**What you have to do**
Copy the lines word for word, starting at the line containing "Each <instance> block asks" and ending at the line containing "positive clicks: (45, 36)", with both of those lines included.

**Records provided**
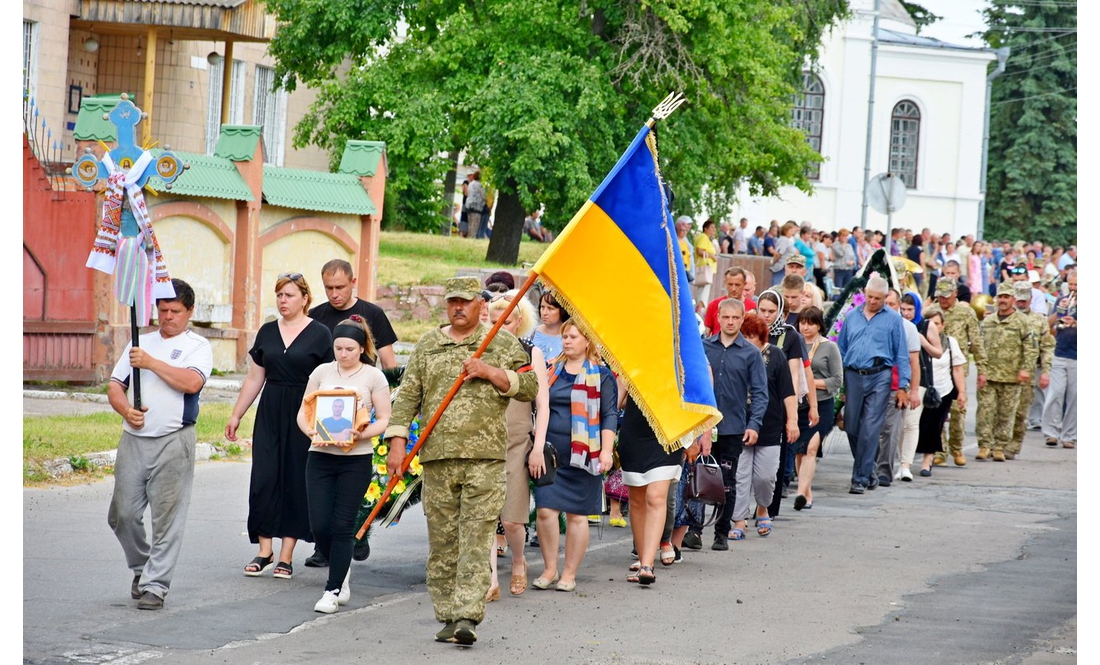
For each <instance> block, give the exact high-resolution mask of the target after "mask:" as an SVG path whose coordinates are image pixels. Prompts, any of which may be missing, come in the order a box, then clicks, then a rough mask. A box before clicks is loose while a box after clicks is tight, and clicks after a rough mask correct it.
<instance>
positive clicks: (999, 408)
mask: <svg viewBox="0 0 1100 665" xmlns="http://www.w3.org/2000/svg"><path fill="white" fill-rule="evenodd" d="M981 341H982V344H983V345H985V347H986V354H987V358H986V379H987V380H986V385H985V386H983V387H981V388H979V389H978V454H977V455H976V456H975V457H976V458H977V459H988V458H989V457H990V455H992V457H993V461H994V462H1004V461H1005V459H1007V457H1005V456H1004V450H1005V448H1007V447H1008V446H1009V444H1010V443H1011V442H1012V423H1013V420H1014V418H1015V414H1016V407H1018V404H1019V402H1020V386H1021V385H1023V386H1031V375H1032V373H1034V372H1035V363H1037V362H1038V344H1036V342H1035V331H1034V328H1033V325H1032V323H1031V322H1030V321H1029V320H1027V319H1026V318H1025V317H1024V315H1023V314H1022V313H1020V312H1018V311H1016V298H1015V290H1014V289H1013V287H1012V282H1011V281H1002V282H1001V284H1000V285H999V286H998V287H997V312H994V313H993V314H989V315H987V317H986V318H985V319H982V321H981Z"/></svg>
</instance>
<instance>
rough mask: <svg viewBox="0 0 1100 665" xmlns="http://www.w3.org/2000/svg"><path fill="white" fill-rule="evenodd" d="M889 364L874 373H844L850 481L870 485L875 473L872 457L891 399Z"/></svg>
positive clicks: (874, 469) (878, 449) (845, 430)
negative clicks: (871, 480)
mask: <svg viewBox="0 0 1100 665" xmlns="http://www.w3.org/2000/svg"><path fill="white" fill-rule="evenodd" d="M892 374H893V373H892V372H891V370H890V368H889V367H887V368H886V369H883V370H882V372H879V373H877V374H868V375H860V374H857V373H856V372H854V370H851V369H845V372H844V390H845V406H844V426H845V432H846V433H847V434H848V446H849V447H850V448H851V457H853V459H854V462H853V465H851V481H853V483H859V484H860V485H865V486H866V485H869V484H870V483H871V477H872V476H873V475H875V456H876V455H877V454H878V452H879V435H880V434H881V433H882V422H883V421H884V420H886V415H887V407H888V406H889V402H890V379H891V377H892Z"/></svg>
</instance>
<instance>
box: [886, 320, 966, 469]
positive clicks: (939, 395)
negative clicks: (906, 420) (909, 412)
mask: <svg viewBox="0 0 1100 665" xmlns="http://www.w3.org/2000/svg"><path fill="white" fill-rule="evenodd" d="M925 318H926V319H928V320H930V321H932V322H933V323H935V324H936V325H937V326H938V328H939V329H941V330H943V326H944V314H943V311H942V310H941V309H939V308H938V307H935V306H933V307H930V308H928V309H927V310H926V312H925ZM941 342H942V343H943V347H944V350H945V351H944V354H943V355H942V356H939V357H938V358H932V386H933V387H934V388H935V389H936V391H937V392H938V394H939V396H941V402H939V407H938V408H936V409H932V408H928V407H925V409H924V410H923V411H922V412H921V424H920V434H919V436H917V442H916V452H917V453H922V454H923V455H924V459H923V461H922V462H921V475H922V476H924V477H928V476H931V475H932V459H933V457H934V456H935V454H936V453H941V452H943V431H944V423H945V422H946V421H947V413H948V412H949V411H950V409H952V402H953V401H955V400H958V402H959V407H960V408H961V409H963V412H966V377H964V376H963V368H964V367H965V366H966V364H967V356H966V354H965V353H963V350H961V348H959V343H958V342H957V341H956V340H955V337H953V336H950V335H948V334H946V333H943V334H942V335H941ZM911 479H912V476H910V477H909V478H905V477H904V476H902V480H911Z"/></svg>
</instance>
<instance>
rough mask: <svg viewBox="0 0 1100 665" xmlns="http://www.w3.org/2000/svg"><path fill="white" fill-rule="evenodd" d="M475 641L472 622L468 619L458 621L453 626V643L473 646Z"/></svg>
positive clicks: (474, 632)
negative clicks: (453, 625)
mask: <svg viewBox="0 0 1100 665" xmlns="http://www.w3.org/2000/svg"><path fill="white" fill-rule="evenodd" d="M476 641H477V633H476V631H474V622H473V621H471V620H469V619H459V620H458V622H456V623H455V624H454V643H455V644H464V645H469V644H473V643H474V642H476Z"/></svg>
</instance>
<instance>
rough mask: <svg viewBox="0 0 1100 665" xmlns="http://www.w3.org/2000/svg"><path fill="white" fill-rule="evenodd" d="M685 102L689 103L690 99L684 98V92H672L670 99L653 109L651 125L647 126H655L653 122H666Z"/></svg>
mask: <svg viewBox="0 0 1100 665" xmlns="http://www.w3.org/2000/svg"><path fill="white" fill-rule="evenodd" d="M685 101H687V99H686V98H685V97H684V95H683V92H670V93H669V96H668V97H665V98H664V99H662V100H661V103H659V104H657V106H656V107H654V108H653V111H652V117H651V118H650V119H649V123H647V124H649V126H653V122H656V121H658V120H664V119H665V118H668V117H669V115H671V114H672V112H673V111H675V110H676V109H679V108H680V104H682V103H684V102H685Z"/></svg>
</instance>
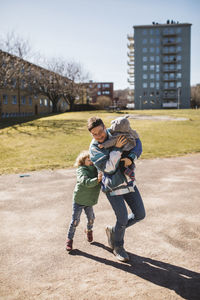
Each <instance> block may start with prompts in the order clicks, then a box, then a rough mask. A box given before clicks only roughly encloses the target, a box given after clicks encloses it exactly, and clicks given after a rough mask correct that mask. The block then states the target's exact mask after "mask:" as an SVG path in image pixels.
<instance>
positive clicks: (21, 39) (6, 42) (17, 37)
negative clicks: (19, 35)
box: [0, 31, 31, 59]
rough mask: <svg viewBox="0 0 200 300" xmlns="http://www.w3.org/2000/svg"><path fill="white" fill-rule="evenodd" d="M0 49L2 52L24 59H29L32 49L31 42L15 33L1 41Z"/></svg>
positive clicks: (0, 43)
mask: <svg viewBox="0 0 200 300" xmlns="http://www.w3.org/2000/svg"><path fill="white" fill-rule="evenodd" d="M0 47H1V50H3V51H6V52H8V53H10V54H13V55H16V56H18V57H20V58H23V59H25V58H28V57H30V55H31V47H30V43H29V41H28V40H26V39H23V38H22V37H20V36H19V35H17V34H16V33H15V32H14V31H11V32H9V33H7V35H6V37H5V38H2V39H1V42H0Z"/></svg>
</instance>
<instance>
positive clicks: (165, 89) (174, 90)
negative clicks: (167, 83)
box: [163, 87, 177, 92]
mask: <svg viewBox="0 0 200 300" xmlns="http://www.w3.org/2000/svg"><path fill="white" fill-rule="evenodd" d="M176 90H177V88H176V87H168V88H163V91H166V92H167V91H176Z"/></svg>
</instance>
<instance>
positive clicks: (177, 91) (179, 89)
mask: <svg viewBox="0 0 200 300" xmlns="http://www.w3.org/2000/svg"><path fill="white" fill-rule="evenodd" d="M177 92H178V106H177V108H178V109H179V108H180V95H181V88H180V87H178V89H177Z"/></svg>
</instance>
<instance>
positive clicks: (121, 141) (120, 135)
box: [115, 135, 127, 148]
...
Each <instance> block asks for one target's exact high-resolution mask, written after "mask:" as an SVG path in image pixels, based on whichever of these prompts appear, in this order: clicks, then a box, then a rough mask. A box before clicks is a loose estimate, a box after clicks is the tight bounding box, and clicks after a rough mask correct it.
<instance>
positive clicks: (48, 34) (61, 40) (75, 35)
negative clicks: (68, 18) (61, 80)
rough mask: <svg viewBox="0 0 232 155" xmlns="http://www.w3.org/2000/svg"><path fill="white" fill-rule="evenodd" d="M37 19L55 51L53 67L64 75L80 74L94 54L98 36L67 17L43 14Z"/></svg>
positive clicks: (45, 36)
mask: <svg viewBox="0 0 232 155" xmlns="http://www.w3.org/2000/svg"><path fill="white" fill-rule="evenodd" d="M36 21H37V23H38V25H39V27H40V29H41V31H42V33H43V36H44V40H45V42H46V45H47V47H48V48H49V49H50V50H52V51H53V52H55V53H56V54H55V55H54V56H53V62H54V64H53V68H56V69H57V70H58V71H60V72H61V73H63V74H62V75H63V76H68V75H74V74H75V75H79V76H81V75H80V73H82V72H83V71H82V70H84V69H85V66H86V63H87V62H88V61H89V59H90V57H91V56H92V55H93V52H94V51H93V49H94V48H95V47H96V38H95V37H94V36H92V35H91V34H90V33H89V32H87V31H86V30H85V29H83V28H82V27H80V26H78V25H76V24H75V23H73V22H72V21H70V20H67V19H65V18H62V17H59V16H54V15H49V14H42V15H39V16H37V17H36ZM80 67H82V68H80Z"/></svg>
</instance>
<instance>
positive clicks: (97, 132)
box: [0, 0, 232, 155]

**Response to the exercise**
Each <instance> block asks for one target's exact high-resolution mask, written after "mask:" as an SVG path in image pixels, based on whichever of these prompts appear, in this order: clicks, then a box, then a rough mask. A box before clicks is a loose estimate, a box after clicks is the tight bounding box, and clicks after a rough mask correct it.
<instance>
positive clicks: (48, 34) (61, 40) (75, 35)
negative clicks: (68, 18) (61, 80)
rough mask: <svg viewBox="0 0 232 155" xmlns="http://www.w3.org/2000/svg"><path fill="white" fill-rule="evenodd" d="M37 19L55 51L53 67L64 75L80 74L94 54L98 36L67 17L43 14Z"/></svg>
positive clicks: (45, 36)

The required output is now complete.